──────── Provided data ────────

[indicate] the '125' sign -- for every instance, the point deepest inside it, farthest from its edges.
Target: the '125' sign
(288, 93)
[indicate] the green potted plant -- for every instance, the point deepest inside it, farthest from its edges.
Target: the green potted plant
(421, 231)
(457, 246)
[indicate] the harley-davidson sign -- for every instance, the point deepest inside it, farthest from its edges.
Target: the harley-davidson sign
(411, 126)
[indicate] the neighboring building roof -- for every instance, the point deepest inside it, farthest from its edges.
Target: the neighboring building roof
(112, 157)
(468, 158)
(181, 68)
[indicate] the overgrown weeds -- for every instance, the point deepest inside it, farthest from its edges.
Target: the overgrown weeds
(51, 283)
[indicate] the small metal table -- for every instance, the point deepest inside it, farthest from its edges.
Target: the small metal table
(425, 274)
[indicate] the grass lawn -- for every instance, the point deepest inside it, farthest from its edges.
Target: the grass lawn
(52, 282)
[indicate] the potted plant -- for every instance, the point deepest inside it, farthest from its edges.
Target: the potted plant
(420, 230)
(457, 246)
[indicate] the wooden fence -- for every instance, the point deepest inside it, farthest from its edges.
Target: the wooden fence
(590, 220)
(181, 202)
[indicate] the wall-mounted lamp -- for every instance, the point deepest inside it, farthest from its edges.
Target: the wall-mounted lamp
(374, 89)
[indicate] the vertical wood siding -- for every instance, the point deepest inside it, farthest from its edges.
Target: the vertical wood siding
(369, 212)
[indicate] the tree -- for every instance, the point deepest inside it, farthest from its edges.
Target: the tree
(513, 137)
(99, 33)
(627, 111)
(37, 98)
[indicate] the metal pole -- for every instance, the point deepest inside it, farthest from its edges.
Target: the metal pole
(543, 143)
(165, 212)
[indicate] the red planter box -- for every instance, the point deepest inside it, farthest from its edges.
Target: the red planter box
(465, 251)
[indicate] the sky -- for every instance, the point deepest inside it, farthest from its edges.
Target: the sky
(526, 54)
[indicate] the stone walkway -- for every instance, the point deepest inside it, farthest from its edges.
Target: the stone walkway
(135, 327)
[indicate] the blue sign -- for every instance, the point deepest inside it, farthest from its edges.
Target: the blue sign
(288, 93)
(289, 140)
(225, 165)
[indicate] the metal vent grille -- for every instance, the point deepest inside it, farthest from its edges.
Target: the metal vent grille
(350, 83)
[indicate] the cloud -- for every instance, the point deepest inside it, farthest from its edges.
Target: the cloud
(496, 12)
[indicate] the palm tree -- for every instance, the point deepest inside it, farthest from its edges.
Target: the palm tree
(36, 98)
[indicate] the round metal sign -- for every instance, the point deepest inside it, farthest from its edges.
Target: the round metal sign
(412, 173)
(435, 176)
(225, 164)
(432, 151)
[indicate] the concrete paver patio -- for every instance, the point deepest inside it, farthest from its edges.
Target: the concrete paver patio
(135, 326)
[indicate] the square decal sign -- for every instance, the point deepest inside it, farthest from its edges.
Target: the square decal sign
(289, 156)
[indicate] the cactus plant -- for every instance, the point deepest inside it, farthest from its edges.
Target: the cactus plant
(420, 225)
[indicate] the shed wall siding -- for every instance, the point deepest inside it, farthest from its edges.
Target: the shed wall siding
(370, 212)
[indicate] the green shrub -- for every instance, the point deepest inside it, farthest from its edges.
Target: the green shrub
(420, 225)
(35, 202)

────────

**The task**
Every record shown above should be written out again exactly.

**Result of the task**
[indicate] the '125' sign -- for every instance, the point deepest inside it, farthest from its edges.
Target: the '125' sign
(288, 93)
[indicate] the green potted plant -- for every instance, the point deepest inside it, farthest from its edges.
Target: the green potted plant
(421, 231)
(457, 246)
[indicate] the harley-davidson sign -- for every instance, the point deepest inside it, farthest from its edges.
Target: the harley-davidson sign
(411, 126)
[indicate] the neighboring building roof -- for every instance, the point deepest inside it, farthest from its edges.
Target: the neighboring building roof
(112, 157)
(468, 158)
(181, 68)
[indicate] the overgrown weeds -- for every instance, the point deepest inside it, farthest from its edges.
Target: the overgrown weeds
(51, 283)
[indicate] the small metal table -- for every instance, the point deepest inside it, farthest from its edges.
Target: the small metal table
(425, 274)
[indicate] the grass lawn -- for every instance, the point deepest inside it, farthest from its edges.
Target: the grass lawn
(52, 282)
[indicate] the potted plant -- for every instance, the point deepest inside it, farthest from its edges.
Target: the potted plant
(420, 230)
(457, 246)
[indicate] the wooden fence -- for every instance, the point deepest inside it, farthest from its edges.
Target: the wooden fence
(590, 220)
(181, 202)
[indicate] the wall-mounted lamp -- for every instance, the point deepest inside it, farthest from its edges.
Target: the wall-mounted lamp
(374, 89)
[indicate] the vertical wood siding -- for every instance, the point deepest inside it, farthest from its edges.
Target: the vertical wood siding
(369, 212)
[indicate] the tree -- for every instance, the point deepest inside it, farthest from its edges.
Target: the tree
(513, 137)
(99, 33)
(627, 111)
(37, 98)
[indicate] the metal pole -- for every instance, the point deepest inside it, farthest from its edges.
Target: the metal pole
(543, 143)
(165, 212)
[indicate] the red planter box -- for every instance, the point deepest inside it, farthest from its edges.
Target: the red planter box
(465, 251)
[indicate] the sky -- for every instance, the point deepest inside it, farthest from its edges.
Target: the sky
(526, 54)
[indicate] the stone walkway -- for every instance, the point deepest inside it, farthest from its edges.
Target: the stone walkway
(135, 327)
[indicate] the blue sign -- for every instance, the point deepest inside it, farthest from its edges.
Target: the blue sign
(288, 93)
(289, 140)
(225, 165)
[indicate] the metal vent grille -- for every instance, the point deepest inside it, farthest from its edges.
Target: the metal vent grille
(350, 83)
[indicate] the cloud -- for every instance, the point deepest inside it, farthest from its edges.
Target: the cloud
(496, 12)
[indicate] the palm tree -- for every instance, the point deepest inside it, farthest from its edges.
Target: the palm tree
(36, 98)
[indicate] the round metal sign -- for every instance, the point deepest inside it, farthest from its edges.
Target: the round metal sign
(412, 173)
(435, 176)
(225, 164)
(432, 151)
[indicate] the concrete paver patio -- for every instance, the point deepest inside it, farthest from its edges.
Target: the concrete paver patio
(135, 326)
[indicate] the square decal sign -- for every instance, the point deepest inside it, farthest from its edges.
Target: the square decal sign
(289, 156)
[indicate] the cactus plant -- for every instance, the point deepest inside it, farthest from its edges.
Target: the cactus plant
(420, 225)
[indicate] the shed wall siding -- for every instance, the point deepest inside it, farthest from its edges.
Target: the shed wall siding
(370, 212)
[indicate] the green shrub -- for every instance, the point deepest inside it, farthest from its edges.
Target: the green shrub
(420, 225)
(35, 202)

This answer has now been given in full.